**Data listing**
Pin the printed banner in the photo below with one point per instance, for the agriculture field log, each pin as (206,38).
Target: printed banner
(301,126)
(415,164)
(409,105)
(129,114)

**Your goal**
The required response is a complete, exact copy of the records.

**Solution to this task**
Pin the printed banner in the photo below with one point per instance, for the agriculture field log, each pin as (206,38).
Target: printed banner
(301,126)
(415,164)
(409,105)
(129,114)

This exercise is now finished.